> _Given problem 1_
Answer these from the Rob Roy Glacier Track text:
(a) In what year was the park formed?
(b) How far is the Raspberry Flat Carpark from Wanaka?
(c) What is the round-trip length of the hike?

> _Text shown_
"""

Where is the Rob Roy Glacier Track
The track is located in the larger Mount Aspiring National Park, just outside of Wanaka. The park was formed in 1964 and makes up 356,181 hectares of beautiful remote wilderness.
Starting & Ending Point: Raspberry Flat Carpark
The starting and ending point of the hike is at the Raspberry Flat Carpark, located around 50 km / 30 miles from Wanaka.
Mid-Point: Rob Roy Glacier Upper Lookout
The hike is an out and back type of hike, as you walk from the carpark to the lookout area and then back on the same path. At the lookout area, you will get some of the best views you can ask for of the surrounding glacier and natural landscape.
How Long is the Rob Roy Glacier Track
The round-trip hike comes in at 10.3 km / 6.4 miles. Depending on how much walking around the lookout spots you do, the length may be a bit more than that.

"""

> _Dataset entries_

"""

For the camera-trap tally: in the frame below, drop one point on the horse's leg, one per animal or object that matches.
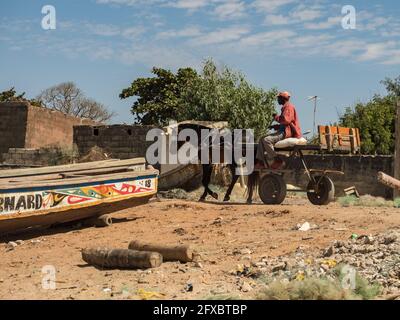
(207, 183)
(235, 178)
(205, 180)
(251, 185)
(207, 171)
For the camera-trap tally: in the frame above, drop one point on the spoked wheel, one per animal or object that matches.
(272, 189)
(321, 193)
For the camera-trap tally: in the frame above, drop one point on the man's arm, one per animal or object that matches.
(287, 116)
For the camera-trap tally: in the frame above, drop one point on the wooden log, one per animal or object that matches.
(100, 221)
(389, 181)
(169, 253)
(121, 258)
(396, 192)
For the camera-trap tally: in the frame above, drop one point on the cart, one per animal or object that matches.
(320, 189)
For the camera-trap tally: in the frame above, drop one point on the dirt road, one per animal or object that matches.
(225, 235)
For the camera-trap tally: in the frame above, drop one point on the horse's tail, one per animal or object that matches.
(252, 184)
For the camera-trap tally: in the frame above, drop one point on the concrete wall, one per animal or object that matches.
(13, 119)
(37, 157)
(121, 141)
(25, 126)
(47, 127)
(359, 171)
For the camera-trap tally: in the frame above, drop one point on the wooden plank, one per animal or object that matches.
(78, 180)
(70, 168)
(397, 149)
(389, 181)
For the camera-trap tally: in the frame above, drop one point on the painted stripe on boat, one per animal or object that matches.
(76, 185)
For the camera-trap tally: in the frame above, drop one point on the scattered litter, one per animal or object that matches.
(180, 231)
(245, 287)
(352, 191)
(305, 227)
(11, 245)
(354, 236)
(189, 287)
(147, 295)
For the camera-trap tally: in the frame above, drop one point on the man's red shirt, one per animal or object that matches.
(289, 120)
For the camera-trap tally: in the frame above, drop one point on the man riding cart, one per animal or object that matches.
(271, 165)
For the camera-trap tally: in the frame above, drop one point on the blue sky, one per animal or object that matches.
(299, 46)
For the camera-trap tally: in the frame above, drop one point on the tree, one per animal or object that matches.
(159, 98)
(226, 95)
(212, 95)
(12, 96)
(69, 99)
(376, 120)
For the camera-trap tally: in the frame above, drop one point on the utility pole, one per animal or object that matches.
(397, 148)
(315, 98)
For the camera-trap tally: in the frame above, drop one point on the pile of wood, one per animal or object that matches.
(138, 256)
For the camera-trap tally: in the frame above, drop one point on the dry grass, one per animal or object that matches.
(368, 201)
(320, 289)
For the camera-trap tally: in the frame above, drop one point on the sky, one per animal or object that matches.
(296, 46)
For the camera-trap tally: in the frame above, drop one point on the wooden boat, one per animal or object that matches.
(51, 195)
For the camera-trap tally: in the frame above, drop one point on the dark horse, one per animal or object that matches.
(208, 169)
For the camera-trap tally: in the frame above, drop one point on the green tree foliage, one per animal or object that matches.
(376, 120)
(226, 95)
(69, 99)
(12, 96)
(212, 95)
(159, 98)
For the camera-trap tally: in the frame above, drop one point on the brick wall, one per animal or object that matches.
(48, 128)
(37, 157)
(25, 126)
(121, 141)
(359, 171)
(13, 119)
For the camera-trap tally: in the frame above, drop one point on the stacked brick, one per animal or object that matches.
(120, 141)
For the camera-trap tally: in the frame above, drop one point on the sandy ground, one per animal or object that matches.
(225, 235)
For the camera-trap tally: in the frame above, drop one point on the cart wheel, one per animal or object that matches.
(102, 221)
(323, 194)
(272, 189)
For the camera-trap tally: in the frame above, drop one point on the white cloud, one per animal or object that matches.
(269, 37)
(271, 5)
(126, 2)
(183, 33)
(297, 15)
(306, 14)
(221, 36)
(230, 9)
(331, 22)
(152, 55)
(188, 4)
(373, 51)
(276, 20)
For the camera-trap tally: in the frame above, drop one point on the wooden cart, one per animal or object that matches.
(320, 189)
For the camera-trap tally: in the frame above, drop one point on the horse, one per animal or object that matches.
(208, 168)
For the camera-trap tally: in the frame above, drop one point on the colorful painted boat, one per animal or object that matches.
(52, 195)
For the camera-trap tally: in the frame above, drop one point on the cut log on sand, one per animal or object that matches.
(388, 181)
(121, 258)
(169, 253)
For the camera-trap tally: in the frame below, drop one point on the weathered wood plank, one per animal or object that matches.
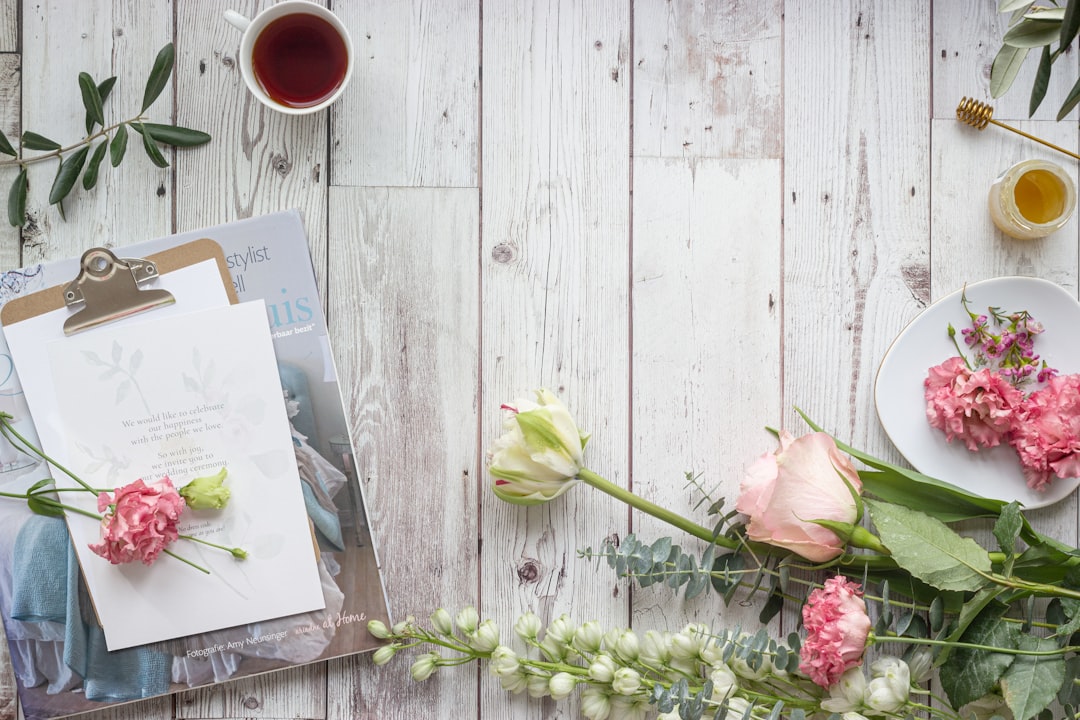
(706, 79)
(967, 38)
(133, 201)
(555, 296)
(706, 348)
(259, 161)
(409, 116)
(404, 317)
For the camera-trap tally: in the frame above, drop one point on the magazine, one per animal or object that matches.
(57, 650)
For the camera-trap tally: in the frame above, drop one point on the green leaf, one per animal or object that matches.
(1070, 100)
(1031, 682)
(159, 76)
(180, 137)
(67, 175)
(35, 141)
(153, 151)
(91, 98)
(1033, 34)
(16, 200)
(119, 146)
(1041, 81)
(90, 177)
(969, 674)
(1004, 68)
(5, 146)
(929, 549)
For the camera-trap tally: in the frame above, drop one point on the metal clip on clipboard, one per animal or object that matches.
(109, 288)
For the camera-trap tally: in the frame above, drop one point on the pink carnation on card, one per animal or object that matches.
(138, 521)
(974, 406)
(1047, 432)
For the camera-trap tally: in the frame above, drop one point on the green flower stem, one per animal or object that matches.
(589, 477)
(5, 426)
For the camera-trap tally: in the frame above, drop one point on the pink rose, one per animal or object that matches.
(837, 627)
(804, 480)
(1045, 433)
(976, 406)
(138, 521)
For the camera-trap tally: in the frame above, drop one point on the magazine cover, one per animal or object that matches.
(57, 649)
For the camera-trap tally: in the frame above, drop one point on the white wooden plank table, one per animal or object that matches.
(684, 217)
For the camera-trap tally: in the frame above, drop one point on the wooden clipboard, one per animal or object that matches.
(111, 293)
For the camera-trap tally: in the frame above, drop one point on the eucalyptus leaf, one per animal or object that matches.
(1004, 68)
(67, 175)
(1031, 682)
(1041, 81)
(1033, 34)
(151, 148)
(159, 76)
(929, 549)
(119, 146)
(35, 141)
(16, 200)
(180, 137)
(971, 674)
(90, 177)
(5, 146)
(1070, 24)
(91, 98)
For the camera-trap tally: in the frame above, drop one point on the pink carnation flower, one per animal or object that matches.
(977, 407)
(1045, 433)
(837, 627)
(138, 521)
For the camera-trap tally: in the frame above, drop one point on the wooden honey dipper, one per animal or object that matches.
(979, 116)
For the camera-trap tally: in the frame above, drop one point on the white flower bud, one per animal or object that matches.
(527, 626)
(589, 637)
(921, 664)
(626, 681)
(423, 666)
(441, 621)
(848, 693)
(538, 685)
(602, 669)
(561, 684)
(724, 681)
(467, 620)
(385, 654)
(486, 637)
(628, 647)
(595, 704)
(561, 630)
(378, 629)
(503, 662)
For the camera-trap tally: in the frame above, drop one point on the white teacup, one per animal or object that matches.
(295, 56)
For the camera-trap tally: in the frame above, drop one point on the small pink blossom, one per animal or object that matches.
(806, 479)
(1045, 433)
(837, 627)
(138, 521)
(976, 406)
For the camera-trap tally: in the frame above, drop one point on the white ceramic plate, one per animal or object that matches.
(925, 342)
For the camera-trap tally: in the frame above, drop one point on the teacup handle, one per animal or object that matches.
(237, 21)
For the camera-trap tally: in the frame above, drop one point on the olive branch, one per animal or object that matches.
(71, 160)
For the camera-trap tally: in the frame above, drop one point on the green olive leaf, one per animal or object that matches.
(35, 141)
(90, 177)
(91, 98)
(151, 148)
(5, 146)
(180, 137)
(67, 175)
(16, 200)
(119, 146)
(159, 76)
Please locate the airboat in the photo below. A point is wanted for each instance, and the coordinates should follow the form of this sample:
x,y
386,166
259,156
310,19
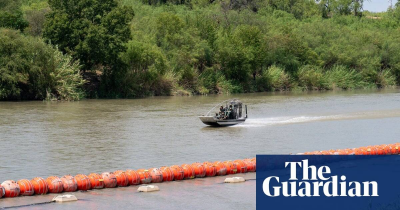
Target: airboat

"""

> _Given problem 2_
Shift every answer coordinate in the rows by adding 123 to both the x and the y value. Write out the rows again, requests included, from the line with "flower, one per animal or object that matches." through the last row; keep the format sample unchanged and leave the pictures out.

> _Worked answer 1_
(a) 1964
(b) Around 50 km / 30 miles
(c) 10.3 km / 6.4 miles

> _Worked answer 2_
For the camera-trap tally: in the frame above, drop one point on the pink carnation flower, one per animal or object that matches.
(1100, 530)
(1168, 556)
(960, 750)
(261, 644)
For the camera-trap tally: in the frame above, drop one point on the wooden honey dipper, one per animal or object that matches.
(1102, 239)
For the camera-trap tally: in the frame above, drop one point on the white flower bud, one per animal or object that matches.
(650, 749)
(712, 760)
(1044, 787)
(749, 804)
(546, 789)
(564, 744)
(971, 816)
(661, 808)
(725, 792)
(684, 807)
(847, 804)
(590, 743)
(508, 777)
(609, 760)
(751, 770)
(718, 827)
(684, 753)
(501, 752)
(626, 785)
For the camera-trap tally: in the frame above, drop one point on the white teacup, one per animal or object that matches.
(418, 179)
For the camera-trap tally: in the frame above, drop one point on the small pink blossom, one per animal or object that matches.
(929, 602)
(1168, 556)
(960, 750)
(261, 644)
(1099, 529)
For the camera-trap tally: in the frame above, drop one point on the white ceramic plate, one per animal or object that matches.
(1048, 465)
For the camera-trap tally: in the frame above, drop one point on the teacup handle, one per animal or object that matches.
(360, 144)
For the camera-trap tally: in the frame above, drop one point on the olive branch, one per animal or object that matches.
(194, 283)
For the camera-trap tally: in the frame above, drop one point on the green olive leaf, one per animal or object that matches.
(158, 264)
(213, 300)
(214, 221)
(274, 271)
(128, 269)
(303, 260)
(190, 298)
(139, 323)
(242, 269)
(282, 199)
Please locate the airboat in the photo below. A point is wanted for each instance, and the coordinates should follow the form of this sample:
x,y
386,166
259,156
310,19
Target: airboat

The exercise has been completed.